Task instructions: Rewrite the listing from the line with "segment: palm tree" to the line with "M124 67L122 70L120", replacing "evenodd" with "nonzero" and leaving everything else unchanged, and omit the pictures from your answer.

Given information:

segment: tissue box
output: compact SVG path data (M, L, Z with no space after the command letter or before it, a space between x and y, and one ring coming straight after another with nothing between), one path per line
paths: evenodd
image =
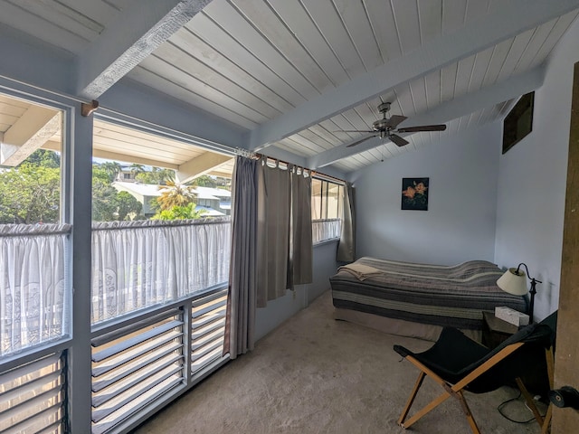
M517 327L528 324L528 315L507 307L495 307L495 316Z

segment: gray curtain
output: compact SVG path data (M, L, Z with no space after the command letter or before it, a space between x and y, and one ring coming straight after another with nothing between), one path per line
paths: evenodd
M356 218L354 213L354 188L351 183L344 187L344 216L342 233L337 243L336 260L352 262L356 259Z
M290 252L290 170L267 164L258 166L258 282L257 307L285 295Z
M233 177L232 253L223 353L253 349L257 277L257 172L260 162L238 156Z
M291 170L291 237L288 288L312 281L314 248L311 226L311 176Z

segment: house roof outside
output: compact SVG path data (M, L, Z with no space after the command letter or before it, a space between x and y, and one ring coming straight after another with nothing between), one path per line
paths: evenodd
M18 14L10 2L0 3L5 52L24 56L23 70L40 83L58 77L34 74L49 59L62 61L59 71L81 65L74 80L61 74L49 82L87 100L102 97L103 107L119 104L111 97L117 88L121 99L138 86L145 99L163 94L191 108L193 116L185 116L193 127L185 132L204 148L95 119L95 156L162 162L182 181L231 169L234 148L347 174L502 120L518 97L542 86L550 54L579 12L575 0L365 0L339 7L213 0L195 14L182 10L182 2L128 0L119 8L105 0L91 0L90 8L88 0L65 8L57 3L24 2ZM174 27L167 31L169 16ZM131 32L125 31L128 23ZM46 54L20 52L23 41ZM392 103L393 115L408 118L402 128L444 123L447 129L406 133L410 144L402 147L375 137L349 146L372 133L384 102ZM163 113L157 118L163 125ZM46 125L41 130L48 136ZM206 152L225 147L228 155Z
M123 181L117 181L112 184L112 186L119 191L128 192L136 197L139 202L143 202L147 197L159 197L163 193L163 185L155 185L152 184L141 184L141 183L127 183ZM195 187L193 189L194 193L197 195L198 199L214 200L219 202L219 208L222 210L231 209L231 192L221 188L212 187ZM226 215L224 212L221 212L207 205L197 205L195 210L204 210L204 216L205 217L218 217Z

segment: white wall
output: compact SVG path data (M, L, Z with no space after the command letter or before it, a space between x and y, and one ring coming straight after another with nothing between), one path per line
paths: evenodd
M499 126L461 133L356 174L356 257L492 260ZM402 178L429 177L428 211L402 211Z
M574 63L579 61L575 22L550 59L535 93L532 133L499 157L495 261L525 262L537 286L535 317L559 302Z

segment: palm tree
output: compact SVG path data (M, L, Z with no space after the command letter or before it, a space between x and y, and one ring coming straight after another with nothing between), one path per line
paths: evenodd
M166 184L160 185L159 190L161 195L157 198L157 202L161 210L171 210L175 206L185 206L196 199L193 187L176 181L166 181Z

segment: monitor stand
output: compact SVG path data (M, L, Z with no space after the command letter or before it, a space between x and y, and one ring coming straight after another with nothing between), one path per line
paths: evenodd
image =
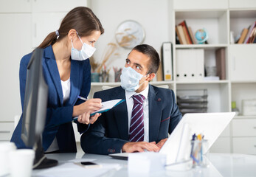
M42 146L41 137L34 146L35 159L33 164L33 169L43 169L56 166L58 161L49 159L44 155L44 150Z

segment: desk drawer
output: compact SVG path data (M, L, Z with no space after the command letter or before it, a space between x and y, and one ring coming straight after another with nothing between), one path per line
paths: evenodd
M233 136L256 136L256 119L232 120Z
M256 155L256 136L233 138L233 153Z
M0 141L10 141L14 130L14 122L0 122Z

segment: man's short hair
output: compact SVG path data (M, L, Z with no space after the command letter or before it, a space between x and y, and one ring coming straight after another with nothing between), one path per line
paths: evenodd
M135 46L132 50L136 50L149 57L151 63L148 63L148 74L156 73L159 68L160 58L159 55L153 46L148 44L141 44Z

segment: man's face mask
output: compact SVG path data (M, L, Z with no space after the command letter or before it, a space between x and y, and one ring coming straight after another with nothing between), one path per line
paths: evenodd
M124 67L122 70L120 77L121 86L127 91L136 91L144 82L145 82L145 80L142 83L139 84L139 80L147 75L148 74L143 76L131 67Z

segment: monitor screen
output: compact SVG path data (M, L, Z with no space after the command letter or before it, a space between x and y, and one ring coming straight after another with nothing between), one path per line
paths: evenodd
M46 120L48 86L44 78L42 55L43 49L35 49L27 70L21 139L28 148L32 148L41 136Z

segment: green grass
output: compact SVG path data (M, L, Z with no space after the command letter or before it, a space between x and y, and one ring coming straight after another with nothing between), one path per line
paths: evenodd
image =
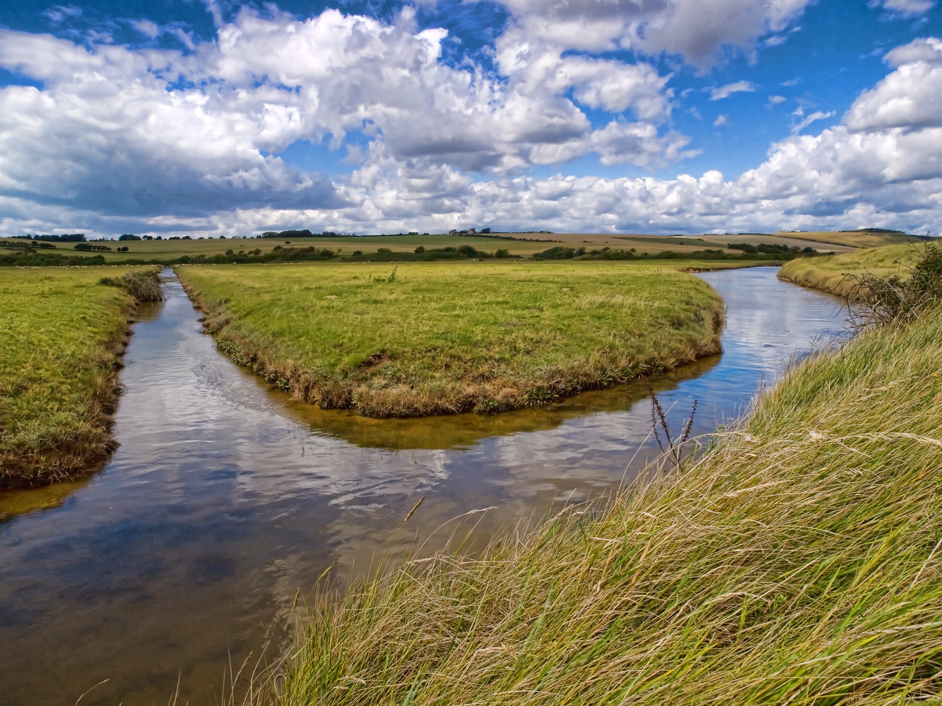
M810 245L820 249L820 242L797 241L787 235L762 235L762 236L739 236L739 235L704 235L696 238L666 237L662 235L642 235L642 234L619 234L619 233L496 233L501 237L482 237L473 235L448 235L447 233L431 233L429 235L364 235L357 237L317 237L317 238L246 238L246 239L190 239L190 240L126 240L126 241L106 241L104 243L94 243L93 245L106 245L111 248L108 252L89 252L74 249L73 243L53 243L53 248L41 249L38 251L46 254L58 254L66 256L89 257L101 255L106 263L126 263L126 262L170 262L183 256L198 257L204 255L212 257L214 255L224 255L227 250L232 250L234 254L252 253L254 250L261 250L263 254L271 252L275 247L285 247L285 243L290 241L291 247L306 248L314 246L316 248L328 249L336 253L339 257L350 257L353 252L360 250L364 254L370 254L378 251L381 248L388 249L393 252L413 252L418 246L426 249L441 248L458 248L463 245L469 245L483 252L493 253L498 249L506 249L511 255L520 257L530 257L536 252L542 252L554 246L565 246L568 248L584 247L589 250L600 249L605 247L612 249L635 249L637 254L642 252L654 257L665 250L672 250L680 254L690 253L704 249L725 249L728 243L750 242L750 243L779 243L786 245L798 245L805 247ZM819 233L821 237L828 233ZM854 236L867 238L866 234L852 233ZM880 244L888 242L901 242L897 240L887 240L890 236L881 235ZM838 238L839 239L839 238ZM9 254L14 250L10 247L19 249L27 248L29 241L17 238L0 238L0 256ZM870 241L867 241L870 242ZM876 241L874 241L876 242ZM118 252L118 248L128 249L127 252ZM859 246L857 246L859 247ZM845 249L840 247L838 249ZM830 248L823 249L830 249ZM732 254L732 253L731 253Z
M906 265L925 250L922 241L853 250L834 257L801 258L782 265L778 276L787 281L844 297L854 286L848 274L869 272L876 277L904 275Z
M237 362L323 408L382 417L542 404L715 353L723 302L682 265L177 271Z
M601 514L325 596L250 700L936 703L940 361L938 311L871 330Z
M0 488L74 477L107 457L133 302L114 267L0 269Z
M779 233L780 236L813 241L821 244L845 246L848 248L883 248L888 245L919 243L920 238L907 235L900 231L812 231L810 233Z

Written response:
segment: palm tree
output: compact SVG path data (M, L, Z with no space after the command letter or before it, a space between x and y, and one ring coming straight after another with nothing between), one path per line
paths: nonzero
M166 184L160 185L159 190L161 195L157 198L157 202L161 210L171 210L175 206L185 206L196 199L193 187L176 181L166 181Z

segment: monitor stand
output: compact SVG path data (M, L, Z with no space after the command letter or before it, a space between x and y, and one ring coming straight after another with nothing between), one path per line
paths: nonzero
image =
M42 146L41 137L34 146L35 159L33 164L33 169L43 169L56 166L58 161L49 159L44 155L44 150Z

segment: desk drawer
output: compact SVG path data (M, L, Z with no space after the command letter or before it, a space between x and y, and one ring coming straight after another with nothing between), one path per line
paths: nonzero
M233 136L256 136L256 119L232 120Z
M256 155L256 136L233 138L233 153Z
M0 141L10 141L14 130L14 122L0 122Z

segment: man's short hair
output: compact SVG path data (M, L, Z with no space after the command letter or before it, a space between x and y, and one ring coming straight after another with nothing between), one path per line
paths: nonzero
M135 46L132 50L136 50L149 57L151 63L148 63L148 74L156 73L159 68L160 58L159 55L153 46L148 44L141 44Z

segment: man's face mask
output: compact SVG path data (M, L, Z with no space after the command letter or before it, a space between x and y, and one ring coming straight after another with nothing between), one path per line
paths: nonzero
M124 67L122 70L120 77L121 86L127 91L136 91L144 82L145 82L145 80L142 83L139 84L139 80L147 75L148 74L143 76L131 67Z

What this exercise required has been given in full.